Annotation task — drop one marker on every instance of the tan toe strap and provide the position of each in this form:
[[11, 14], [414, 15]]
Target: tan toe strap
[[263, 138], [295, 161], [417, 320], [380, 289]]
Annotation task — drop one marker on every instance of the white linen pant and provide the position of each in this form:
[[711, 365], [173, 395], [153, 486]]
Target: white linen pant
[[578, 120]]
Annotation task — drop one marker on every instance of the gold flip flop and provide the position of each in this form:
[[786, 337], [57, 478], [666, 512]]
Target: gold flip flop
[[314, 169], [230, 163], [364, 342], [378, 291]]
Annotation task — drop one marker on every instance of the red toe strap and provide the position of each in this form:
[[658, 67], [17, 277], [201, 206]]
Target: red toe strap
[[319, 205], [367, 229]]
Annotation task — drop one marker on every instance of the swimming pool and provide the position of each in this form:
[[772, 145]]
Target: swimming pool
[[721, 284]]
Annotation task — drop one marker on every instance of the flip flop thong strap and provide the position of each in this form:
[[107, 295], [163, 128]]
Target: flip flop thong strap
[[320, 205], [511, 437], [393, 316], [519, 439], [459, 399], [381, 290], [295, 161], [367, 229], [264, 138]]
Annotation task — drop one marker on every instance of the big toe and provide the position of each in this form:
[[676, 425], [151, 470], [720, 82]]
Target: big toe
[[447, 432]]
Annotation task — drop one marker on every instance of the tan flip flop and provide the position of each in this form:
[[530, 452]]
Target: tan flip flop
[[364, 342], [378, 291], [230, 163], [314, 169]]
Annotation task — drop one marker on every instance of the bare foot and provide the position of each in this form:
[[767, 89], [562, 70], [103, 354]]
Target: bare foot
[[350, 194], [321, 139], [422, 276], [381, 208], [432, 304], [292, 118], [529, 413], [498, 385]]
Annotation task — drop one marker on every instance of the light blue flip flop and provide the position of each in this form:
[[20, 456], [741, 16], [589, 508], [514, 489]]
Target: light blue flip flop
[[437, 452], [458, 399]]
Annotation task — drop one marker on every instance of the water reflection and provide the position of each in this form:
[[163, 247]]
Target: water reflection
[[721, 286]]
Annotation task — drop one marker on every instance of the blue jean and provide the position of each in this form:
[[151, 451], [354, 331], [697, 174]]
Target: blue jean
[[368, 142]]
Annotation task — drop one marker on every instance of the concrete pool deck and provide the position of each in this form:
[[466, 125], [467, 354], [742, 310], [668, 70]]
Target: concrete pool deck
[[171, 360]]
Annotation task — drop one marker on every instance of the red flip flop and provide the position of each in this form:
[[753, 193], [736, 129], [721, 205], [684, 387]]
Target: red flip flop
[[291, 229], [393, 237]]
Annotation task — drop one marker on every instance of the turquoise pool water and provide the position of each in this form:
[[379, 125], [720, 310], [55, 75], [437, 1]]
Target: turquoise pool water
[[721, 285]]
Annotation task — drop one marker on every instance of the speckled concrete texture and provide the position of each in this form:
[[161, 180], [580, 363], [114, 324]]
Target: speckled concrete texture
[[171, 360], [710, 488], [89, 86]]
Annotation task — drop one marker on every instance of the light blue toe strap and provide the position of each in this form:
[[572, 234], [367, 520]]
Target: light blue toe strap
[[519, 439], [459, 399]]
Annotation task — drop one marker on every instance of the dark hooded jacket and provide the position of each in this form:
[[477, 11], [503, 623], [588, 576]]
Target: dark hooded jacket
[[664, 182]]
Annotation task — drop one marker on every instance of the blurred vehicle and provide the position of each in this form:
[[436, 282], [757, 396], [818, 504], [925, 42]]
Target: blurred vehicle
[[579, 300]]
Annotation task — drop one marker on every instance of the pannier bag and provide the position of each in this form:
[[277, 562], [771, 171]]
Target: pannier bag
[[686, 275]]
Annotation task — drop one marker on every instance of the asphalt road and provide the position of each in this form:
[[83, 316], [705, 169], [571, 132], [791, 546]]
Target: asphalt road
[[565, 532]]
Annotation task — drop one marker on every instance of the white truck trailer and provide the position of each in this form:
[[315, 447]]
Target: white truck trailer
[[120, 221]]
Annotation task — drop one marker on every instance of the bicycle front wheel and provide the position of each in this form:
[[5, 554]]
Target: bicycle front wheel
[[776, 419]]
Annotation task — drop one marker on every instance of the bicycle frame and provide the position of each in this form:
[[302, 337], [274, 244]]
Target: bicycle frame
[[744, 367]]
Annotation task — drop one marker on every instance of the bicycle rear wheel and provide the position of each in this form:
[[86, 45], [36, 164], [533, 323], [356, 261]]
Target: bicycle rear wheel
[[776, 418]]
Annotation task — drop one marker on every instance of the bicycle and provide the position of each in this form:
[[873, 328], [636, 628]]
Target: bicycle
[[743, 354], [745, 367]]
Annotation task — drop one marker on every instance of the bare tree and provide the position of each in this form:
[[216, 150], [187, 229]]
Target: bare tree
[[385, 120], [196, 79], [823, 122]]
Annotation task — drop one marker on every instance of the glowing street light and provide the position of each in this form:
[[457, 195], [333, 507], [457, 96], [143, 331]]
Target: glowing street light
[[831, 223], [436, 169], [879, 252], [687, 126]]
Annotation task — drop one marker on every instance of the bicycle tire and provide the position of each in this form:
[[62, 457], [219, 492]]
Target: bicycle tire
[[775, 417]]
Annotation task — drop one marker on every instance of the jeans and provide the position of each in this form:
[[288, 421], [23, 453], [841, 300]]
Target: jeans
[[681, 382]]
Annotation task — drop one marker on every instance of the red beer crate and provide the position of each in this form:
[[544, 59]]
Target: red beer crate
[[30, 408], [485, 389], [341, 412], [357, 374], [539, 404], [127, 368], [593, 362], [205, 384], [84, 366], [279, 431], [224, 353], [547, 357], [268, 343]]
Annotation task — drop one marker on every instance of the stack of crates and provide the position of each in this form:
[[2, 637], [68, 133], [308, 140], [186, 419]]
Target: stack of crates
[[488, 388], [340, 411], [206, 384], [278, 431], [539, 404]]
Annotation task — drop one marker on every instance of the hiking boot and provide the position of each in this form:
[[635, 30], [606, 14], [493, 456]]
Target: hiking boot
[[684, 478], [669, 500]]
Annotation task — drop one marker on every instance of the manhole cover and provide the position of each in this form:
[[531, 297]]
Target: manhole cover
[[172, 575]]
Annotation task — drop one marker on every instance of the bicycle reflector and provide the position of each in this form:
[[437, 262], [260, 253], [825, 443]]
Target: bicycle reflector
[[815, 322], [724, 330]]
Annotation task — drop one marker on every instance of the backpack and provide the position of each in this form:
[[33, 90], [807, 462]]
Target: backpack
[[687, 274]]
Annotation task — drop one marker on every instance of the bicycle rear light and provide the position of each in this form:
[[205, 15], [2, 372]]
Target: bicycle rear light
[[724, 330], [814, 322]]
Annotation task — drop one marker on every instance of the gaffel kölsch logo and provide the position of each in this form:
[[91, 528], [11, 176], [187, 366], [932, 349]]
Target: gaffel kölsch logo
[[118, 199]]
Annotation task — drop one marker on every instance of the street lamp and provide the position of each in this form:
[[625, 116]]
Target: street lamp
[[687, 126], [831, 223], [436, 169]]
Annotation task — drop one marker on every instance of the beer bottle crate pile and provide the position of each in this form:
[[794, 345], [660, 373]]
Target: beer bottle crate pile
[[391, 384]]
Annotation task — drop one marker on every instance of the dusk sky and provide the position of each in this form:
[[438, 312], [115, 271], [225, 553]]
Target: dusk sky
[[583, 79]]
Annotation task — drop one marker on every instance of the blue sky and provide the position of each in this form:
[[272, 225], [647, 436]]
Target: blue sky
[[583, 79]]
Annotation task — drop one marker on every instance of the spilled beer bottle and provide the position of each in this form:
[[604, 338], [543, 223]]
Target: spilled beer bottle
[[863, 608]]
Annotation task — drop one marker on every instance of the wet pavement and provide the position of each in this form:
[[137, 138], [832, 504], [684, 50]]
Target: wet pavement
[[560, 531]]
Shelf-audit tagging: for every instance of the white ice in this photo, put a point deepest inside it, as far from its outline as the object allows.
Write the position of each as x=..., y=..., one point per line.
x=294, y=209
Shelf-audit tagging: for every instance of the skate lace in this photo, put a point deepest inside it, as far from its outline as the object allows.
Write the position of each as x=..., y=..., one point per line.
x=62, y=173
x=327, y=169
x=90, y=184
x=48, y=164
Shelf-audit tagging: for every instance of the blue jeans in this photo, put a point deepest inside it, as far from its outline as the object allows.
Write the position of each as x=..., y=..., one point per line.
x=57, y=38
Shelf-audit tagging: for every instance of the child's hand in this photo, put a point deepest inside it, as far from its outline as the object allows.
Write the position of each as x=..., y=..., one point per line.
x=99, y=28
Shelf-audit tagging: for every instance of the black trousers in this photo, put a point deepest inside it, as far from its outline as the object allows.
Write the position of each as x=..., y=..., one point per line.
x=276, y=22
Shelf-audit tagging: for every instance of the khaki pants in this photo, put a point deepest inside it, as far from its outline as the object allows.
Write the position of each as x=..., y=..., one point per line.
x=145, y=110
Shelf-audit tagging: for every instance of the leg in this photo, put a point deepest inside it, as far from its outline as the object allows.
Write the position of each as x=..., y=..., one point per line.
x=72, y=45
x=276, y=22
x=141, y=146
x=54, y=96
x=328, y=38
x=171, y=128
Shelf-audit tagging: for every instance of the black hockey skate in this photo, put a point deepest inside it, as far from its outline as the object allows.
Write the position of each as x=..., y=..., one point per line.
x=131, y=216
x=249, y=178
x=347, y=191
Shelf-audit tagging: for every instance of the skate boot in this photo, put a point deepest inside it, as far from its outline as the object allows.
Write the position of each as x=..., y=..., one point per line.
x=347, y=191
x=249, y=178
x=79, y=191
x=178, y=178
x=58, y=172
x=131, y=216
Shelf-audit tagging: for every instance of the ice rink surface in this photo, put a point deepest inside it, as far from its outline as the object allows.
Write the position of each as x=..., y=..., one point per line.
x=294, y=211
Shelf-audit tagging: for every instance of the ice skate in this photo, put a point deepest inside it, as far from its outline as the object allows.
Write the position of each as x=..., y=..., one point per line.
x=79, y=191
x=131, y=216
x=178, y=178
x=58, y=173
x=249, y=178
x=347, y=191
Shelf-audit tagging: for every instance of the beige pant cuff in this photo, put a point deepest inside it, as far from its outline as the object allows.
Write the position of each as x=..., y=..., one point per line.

◆ ◆ ◆

Once you have counted the lines of the material that include "black", give only that number.

2